• **Objective**: Report how many lines in the rows below include the string "jsonrpc", answering with the number alone.

• **Records for the exercise**:
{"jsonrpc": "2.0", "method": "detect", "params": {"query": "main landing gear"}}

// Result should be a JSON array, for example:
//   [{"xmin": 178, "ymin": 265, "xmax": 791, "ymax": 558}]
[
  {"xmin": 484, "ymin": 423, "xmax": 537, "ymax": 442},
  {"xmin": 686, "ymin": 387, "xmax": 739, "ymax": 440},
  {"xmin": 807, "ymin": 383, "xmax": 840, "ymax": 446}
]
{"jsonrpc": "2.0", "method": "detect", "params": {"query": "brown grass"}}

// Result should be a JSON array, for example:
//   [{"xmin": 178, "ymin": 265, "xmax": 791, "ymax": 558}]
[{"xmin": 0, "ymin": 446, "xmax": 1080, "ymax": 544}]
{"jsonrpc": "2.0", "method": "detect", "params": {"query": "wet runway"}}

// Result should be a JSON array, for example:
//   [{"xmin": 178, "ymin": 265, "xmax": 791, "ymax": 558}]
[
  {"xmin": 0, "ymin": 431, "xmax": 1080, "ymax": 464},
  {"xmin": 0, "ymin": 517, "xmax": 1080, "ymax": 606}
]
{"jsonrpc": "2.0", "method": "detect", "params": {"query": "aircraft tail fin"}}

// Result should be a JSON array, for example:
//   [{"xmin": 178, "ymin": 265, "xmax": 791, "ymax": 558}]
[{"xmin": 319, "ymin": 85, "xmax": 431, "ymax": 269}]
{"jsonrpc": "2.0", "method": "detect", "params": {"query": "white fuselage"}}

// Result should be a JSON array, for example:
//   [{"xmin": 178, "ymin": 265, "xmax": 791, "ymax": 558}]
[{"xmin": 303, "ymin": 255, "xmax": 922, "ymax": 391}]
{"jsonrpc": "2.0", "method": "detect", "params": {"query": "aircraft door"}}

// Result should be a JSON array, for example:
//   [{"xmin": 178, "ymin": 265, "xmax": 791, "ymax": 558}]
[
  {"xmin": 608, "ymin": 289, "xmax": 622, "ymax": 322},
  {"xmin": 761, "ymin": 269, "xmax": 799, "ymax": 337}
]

• **Output**: 6